## REQUIRED TASKS
1 – List the article topics that the user experience text names for the new blog.
2 – In the user experience text, which organization's remote analysis of user research did Jo Arthur describe in her talk?
3 – Shorten the paragraph in the user experience text that begins "A classic example is asking someone" while keeping its main facts.

## DOCUMENT
## Begin

This was a follow-up to an earlier blog post, Meeting the challenges of conducting user research remotely.
Keep an eye on this impressive blog. Join Helen Wiles and explore the world of user experience.
This blog is quite new, but already there are brilliant articles on topics like:
- Recruiting a representative sample of participants
- Conducting remote usability testing
- The difference between empathy and sympathy
They are all written in a very accessible and creative way, making it an enjoyable read.
One thing I have noticed from working in UX is that the concept of user experience itself isn’t exactly the most usable… as most people don’t even know what it is! So, I’m trying to create a space where I can give useful advice and tell stories that help to make it more accessible for everyone, as I think it’s so important.
A write-up of a brilliant talk Jo Arthur gave at this month’s UX Glasgow event, where she outlined how the National Lottery Heritage Fund analyse user research remotely. I found it super useful, not least because this is exactly what we need to do at my work right now, and I have taken a lot of inspiration from this. Thanks Jo!
This case study would be seen by some as a reason not to understand users at all. “If I asked users what they wanted, they’d say faster horses. Hurr hurr.”
In fact, like the idea of faster horses, it demonstrates how important it is to understand your users in the right way, not just pay lip service to doing so.
Badly-designed user research leads respondents to certain responses. This is often unintentional — avoiding bias is difficult.
Sometimes it’s intentional. Perhaps the survey designer has a pet idea. They might (subconsciously) skew the questions in a certain way to get the answers they want.
A classic example is asking someone if they would like a certain feature to be added to a product. The answer is almost always: “Er, yes, I suppose so.” People think they like choice, so more features sounds good. But in reality, too many features — or too much choice — leads to choice paralysis and greater frustration.
The lesson isn’t to ignore user research. But be aware of your biases. Be wary of surveys as a methodology. And don’t simply ask people what they want. Instead, understand what they do, and why they do it.

## End

## DATASET CONTENT

## Begin

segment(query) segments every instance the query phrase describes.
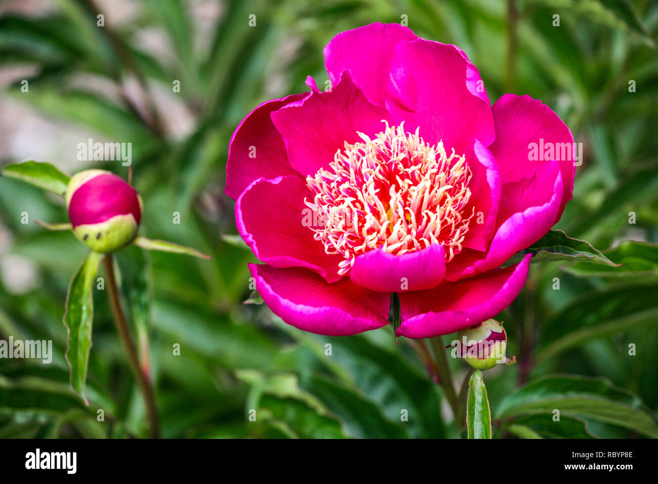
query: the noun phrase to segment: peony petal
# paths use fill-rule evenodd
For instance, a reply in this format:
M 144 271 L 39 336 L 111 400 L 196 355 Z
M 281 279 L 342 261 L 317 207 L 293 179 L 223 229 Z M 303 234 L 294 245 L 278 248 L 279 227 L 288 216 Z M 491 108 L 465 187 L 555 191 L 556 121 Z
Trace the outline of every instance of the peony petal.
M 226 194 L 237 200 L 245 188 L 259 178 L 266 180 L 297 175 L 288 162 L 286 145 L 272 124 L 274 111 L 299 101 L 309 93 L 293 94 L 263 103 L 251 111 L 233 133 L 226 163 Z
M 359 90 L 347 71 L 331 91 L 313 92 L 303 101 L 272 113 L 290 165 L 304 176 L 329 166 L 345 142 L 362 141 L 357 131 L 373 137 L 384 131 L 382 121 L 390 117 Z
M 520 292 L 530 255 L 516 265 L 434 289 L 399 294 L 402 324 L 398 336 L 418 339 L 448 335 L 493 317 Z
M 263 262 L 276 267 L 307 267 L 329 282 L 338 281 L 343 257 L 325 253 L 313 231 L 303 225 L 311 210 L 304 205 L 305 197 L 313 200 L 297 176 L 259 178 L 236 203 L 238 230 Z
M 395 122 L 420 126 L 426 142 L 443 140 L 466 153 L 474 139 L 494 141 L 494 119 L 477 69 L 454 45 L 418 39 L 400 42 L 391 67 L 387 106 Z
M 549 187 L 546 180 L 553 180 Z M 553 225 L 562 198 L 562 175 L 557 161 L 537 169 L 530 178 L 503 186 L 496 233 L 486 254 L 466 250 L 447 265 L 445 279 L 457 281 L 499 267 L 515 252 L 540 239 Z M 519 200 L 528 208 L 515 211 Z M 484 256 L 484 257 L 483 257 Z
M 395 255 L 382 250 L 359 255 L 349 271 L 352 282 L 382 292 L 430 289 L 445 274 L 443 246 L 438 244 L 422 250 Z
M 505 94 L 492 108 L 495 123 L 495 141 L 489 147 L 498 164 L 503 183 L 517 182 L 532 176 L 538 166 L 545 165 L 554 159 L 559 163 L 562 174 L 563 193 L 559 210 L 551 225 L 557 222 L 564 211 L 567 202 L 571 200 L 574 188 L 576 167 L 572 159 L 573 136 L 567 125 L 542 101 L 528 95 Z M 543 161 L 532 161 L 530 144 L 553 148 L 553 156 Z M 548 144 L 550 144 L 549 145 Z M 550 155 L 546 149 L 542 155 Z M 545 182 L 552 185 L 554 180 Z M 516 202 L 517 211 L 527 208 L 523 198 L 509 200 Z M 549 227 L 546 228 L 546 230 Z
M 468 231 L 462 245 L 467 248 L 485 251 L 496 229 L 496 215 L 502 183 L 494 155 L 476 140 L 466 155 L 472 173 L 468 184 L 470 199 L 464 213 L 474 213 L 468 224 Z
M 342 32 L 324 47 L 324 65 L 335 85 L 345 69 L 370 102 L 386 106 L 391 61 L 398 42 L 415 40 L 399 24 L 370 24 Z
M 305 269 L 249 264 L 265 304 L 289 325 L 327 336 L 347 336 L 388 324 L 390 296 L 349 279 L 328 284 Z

## End
## Begin

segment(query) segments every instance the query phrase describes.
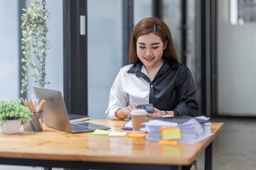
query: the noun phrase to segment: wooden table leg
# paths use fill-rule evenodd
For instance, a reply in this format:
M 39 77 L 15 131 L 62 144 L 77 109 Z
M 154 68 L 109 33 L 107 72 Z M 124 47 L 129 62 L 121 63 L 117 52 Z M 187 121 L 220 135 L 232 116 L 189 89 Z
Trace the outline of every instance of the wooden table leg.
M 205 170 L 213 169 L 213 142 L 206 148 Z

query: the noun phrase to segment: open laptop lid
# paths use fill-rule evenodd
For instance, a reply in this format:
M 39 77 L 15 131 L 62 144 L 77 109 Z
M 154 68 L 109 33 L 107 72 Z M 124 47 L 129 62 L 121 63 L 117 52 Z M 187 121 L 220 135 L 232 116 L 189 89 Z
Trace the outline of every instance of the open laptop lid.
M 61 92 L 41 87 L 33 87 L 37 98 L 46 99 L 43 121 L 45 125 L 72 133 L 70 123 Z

## End

## PER-TASK OUTPUTS
1 –
- Recruiting a representative sample of participants
- Conducting remote usability testing
- The difference between empathy and sympathy

2 – The National Lottery Heritage Fund.

3 – When asked whether they want a new feature in a product, people almost always say yes, because more choice sounds good. In reality, too many features or too much choice cause choice paralysis and more frustration.